* Texte à lire
● ● ● ● ●

Tom Ripley est chargé par un milliardaire américain de ramener son fils à San Francisco. Il s’immisce alors dans la vie de Philippe, parti pour de longues vacances en Italie, et de sa fiancée, Marge. Une complicité malsaine va naître entre les deux hommes. Mais lors d’une virée en mer, Tom tue Philippe de sang-froid et jette le corps par-dessus bord. L’assassin va alors endosser son propre rôle et celui de sa victime… (via Carlotta)

PLEIN SOLEIL de René Clément Bande annonce… par CINEFAC

FOCUS SUR TOM RIPLEY

Mary Patricia Plangman, alias Patricia Highsmith, (1921 – 1995) est une romancière connue pour ses thrillers psychologiques. Ses romans ont donné naissance à une douzaine de films ! Il faut noter que le  premier roman de Patricia Highsmith, L’Inconnu du Nord-Express a été adapté trois fois au cinéma, notamment par Alfred Hitchcock en 1951. *Il n’est donc pas étonnant de parler d’ambiance hitchcockienne dans « Plein Soleil »… Je vous propose dans ce focus de parler sa série de romans mettant en scène son personnage le plus maléfique,  Tom Ripley,  et de leur adaptation sur grand écran…

The Talented Mr. Ripley

  • 1960 : « Plein soleil », de René Clément
    Un remake de ce film toujours adapté de « Monsieur Ripley » a été fait en 1999.

● ● ● ● ●

* Exercice court A
Relevez chaque ligne de la liste contenant la chaîne « instance », en tenant compte des majuscules et des minuscules.
La liste n'a aucun rapport avec le texte sur Tom Ripley.

● ● ● ● ●

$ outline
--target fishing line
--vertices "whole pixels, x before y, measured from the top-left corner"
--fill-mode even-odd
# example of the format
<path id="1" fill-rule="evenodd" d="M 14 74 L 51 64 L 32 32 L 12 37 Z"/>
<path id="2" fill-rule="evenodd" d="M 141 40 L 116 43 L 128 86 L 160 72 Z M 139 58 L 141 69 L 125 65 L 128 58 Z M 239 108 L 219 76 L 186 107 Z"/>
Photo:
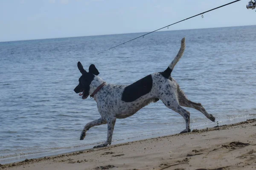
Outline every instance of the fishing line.
<path id="1" fill-rule="evenodd" d="M 111 50 L 111 49 L 112 49 L 112 48 L 116 48 L 116 47 L 118 47 L 118 46 L 119 46 L 119 45 L 122 45 L 125 44 L 125 43 L 127 43 L 127 42 L 130 42 L 130 41 L 133 41 L 133 40 L 136 40 L 136 39 L 137 39 L 137 38 L 140 38 L 140 37 L 144 37 L 144 36 L 145 36 L 145 35 L 146 35 L 149 34 L 151 34 L 151 33 L 153 33 L 153 32 L 155 32 L 155 31 L 157 31 L 160 30 L 160 29 L 162 29 L 164 28 L 166 28 L 166 27 L 168 27 L 168 28 L 169 28 L 169 27 L 170 26 L 172 26 L 173 25 L 176 24 L 177 24 L 177 23 L 180 23 L 181 22 L 184 21 L 185 21 L 185 20 L 187 20 L 189 19 L 190 19 L 190 18 L 193 18 L 193 17 L 196 17 L 196 16 L 198 16 L 198 15 L 201 15 L 202 18 L 204 18 L 204 15 L 203 15 L 203 14 L 204 14 L 204 13 L 207 13 L 207 12 L 209 12 L 209 11 L 212 11 L 215 10 L 215 9 L 218 9 L 218 8 L 221 8 L 221 7 L 224 7 L 224 6 L 227 6 L 227 5 L 230 5 L 230 4 L 232 4 L 232 3 L 236 3 L 236 2 L 238 2 L 238 1 L 240 1 L 240 0 L 235 0 L 235 1 L 233 1 L 233 2 L 231 2 L 231 3 L 227 3 L 227 4 L 226 4 L 223 5 L 223 6 L 219 6 L 219 7 L 218 7 L 215 8 L 213 8 L 213 9 L 210 9 L 210 10 L 208 10 L 208 11 L 204 11 L 204 12 L 201 13 L 200 14 L 198 14 L 197 15 L 194 15 L 194 16 L 192 16 L 192 17 L 189 17 L 189 18 L 186 18 L 186 19 L 184 19 L 184 20 L 180 20 L 180 21 L 177 22 L 176 22 L 176 23 L 173 23 L 173 24 L 170 24 L 170 25 L 168 25 L 168 26 L 165 26 L 165 27 L 162 27 L 162 28 L 160 28 L 157 29 L 157 30 L 156 30 L 153 31 L 151 31 L 151 32 L 149 32 L 149 33 L 147 33 L 147 34 L 144 34 L 144 35 L 141 35 L 141 36 L 140 36 L 140 37 L 136 37 L 136 38 L 134 38 L 133 39 L 132 39 L 132 40 L 129 40 L 129 41 L 126 41 L 126 42 L 123 42 L 123 43 L 121 43 L 121 44 L 119 44 L 119 45 L 117 45 L 115 46 L 114 47 L 111 47 L 111 48 L 109 48 L 109 49 L 107 49 L 107 50 L 106 50 L 103 51 L 102 51 L 102 52 L 100 52 L 100 53 L 98 53 L 98 54 L 99 55 L 99 54 L 101 54 L 101 53 L 103 53 L 103 52 L 105 52 L 105 51 L 107 51 L 108 50 Z"/>

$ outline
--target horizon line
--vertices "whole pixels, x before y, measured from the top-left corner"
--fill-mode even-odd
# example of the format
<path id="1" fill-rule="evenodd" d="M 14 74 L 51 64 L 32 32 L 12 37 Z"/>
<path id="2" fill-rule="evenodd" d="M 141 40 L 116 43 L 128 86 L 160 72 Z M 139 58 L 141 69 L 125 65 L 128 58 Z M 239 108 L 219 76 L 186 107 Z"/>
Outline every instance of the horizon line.
<path id="1" fill-rule="evenodd" d="M 224 26 L 224 27 L 209 27 L 209 28 L 191 28 L 191 29 L 174 29 L 171 30 L 165 30 L 165 31 L 159 31 L 157 32 L 164 32 L 164 31 L 182 31 L 182 30 L 196 30 L 196 29 L 211 29 L 211 28 L 229 28 L 229 27 L 238 27 L 242 26 L 256 26 L 256 25 L 244 25 L 244 26 Z M 11 40 L 7 41 L 0 41 L 0 43 L 2 42 L 15 42 L 18 41 L 34 41 L 38 40 L 51 40 L 51 39 L 58 39 L 63 38 L 73 38 L 77 37 L 96 37 L 96 36 L 108 36 L 108 35 L 119 35 L 119 34 L 139 34 L 139 33 L 145 33 L 146 32 L 149 32 L 149 31 L 145 32 L 130 32 L 126 33 L 118 33 L 118 34 L 98 34 L 98 35 L 85 35 L 81 36 L 75 36 L 75 37 L 60 37 L 55 38 L 39 38 L 38 39 L 28 39 L 28 40 Z"/>

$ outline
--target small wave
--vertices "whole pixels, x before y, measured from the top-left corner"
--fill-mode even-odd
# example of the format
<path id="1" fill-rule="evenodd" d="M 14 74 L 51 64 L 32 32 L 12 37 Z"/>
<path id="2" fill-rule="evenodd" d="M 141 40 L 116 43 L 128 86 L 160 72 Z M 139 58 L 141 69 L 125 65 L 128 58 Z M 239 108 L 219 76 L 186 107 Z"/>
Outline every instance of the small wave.
<path id="1" fill-rule="evenodd" d="M 18 132 L 16 131 L 12 131 L 12 130 L 8 130 L 6 132 L 6 133 L 17 133 Z"/>
<path id="2" fill-rule="evenodd" d="M 73 116 L 72 116 L 67 115 L 66 114 L 57 114 L 56 116 L 63 116 L 63 117 L 73 117 Z"/>

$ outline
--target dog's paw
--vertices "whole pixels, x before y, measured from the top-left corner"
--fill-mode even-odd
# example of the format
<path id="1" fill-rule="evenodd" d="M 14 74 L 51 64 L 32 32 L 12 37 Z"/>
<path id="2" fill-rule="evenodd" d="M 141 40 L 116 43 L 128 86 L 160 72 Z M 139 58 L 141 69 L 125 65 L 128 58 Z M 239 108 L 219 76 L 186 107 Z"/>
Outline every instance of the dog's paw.
<path id="1" fill-rule="evenodd" d="M 191 131 L 191 130 L 190 130 L 190 129 L 186 129 L 184 130 L 181 131 L 180 133 L 185 133 L 190 132 Z"/>
<path id="2" fill-rule="evenodd" d="M 108 144 L 106 144 L 105 143 L 104 143 L 104 144 L 99 145 L 97 145 L 97 146 L 95 146 L 94 147 L 93 147 L 94 148 L 96 148 L 97 147 L 104 147 L 105 146 L 107 146 L 107 145 L 108 145 Z"/>
<path id="3" fill-rule="evenodd" d="M 212 114 L 210 114 L 210 116 L 209 117 L 209 119 L 211 120 L 212 122 L 215 122 L 215 118 L 213 117 Z"/>
<path id="4" fill-rule="evenodd" d="M 81 134 L 80 135 L 80 141 L 82 140 L 84 140 L 85 136 L 86 136 L 86 133 L 85 133 L 85 132 L 82 132 Z"/>

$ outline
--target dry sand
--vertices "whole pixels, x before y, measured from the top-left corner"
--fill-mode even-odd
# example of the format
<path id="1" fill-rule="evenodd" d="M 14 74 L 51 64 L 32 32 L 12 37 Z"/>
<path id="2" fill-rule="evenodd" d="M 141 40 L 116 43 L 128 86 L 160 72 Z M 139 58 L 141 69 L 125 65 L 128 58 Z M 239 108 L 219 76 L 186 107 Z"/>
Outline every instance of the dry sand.
<path id="1" fill-rule="evenodd" d="M 85 139 L 86 140 L 86 139 Z M 0 165 L 5 170 L 256 170 L 256 119 Z"/>

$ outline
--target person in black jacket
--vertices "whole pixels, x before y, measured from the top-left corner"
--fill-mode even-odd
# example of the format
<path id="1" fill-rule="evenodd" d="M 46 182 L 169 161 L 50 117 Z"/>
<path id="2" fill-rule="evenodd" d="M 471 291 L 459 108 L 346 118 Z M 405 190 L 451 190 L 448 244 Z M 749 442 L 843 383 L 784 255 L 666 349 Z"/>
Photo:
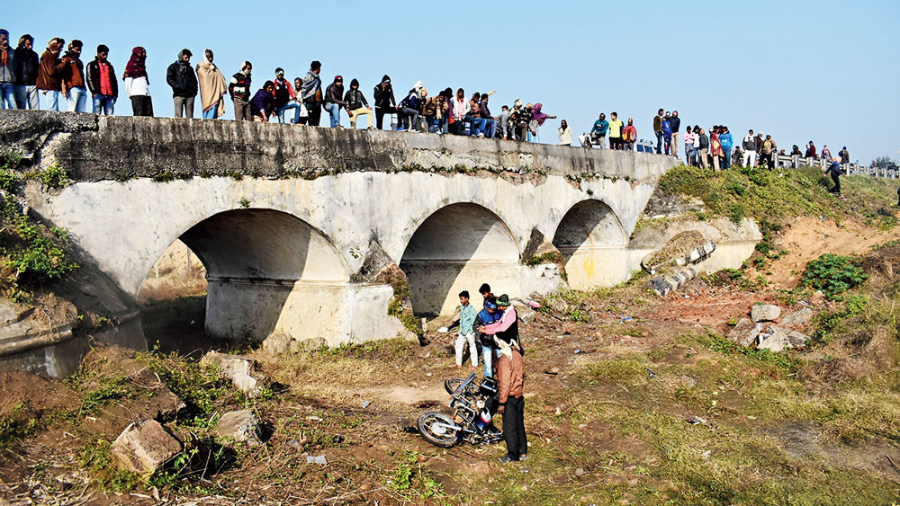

● ● ● ● ●

* Exercice court B
Rédigez la suite du texte sur Tom Ripley, en reprenant juste après sa dernière phrase.

* Réponse A
Outline every instance of the fishing line.
Outline every instance of the horizon line.
Outline every instance of the small wave.
Outline every instance of the dog's paw.
Outline every instance of the dry sand.

* Réponse B
  • 1999 : « Le talentueux Mr Ripley » d’Anthony Minghella.
    J’avais vu la version de Minghella avec Matt Damon, Jude Law (physiquement, c’est un peu un mélange entre Ronet et Delon !) et  Gwyneth Paltrow… Certaines scènes sont vraiment marquantes, mais maintenant j’ai une préférence pour la version avec Alain Delon ! Cette adaptation serait plus fidèle au roman.
  • 1977 : « L’Ami américain« , de Wim Wenders , d’après « Ripley s’amuse »(Ripley’s Game, 1974), traduit également sous le titre de  » L’Ami américain« .
  • 2002 : « Ripley’s Game« , de Liliana Cavani  – toujours d’après « Ripley s’amuse » avec John Malkovitch dans le rôle de Ripley.
  • 2005 : « Ripley Under Ground« , de Roger Spottiswoode

d’après « Monsieur Ripley et les ombres » (1970)

Les 2 derniers tomes n’ont à ce jour pas été adaptés. Pas encore !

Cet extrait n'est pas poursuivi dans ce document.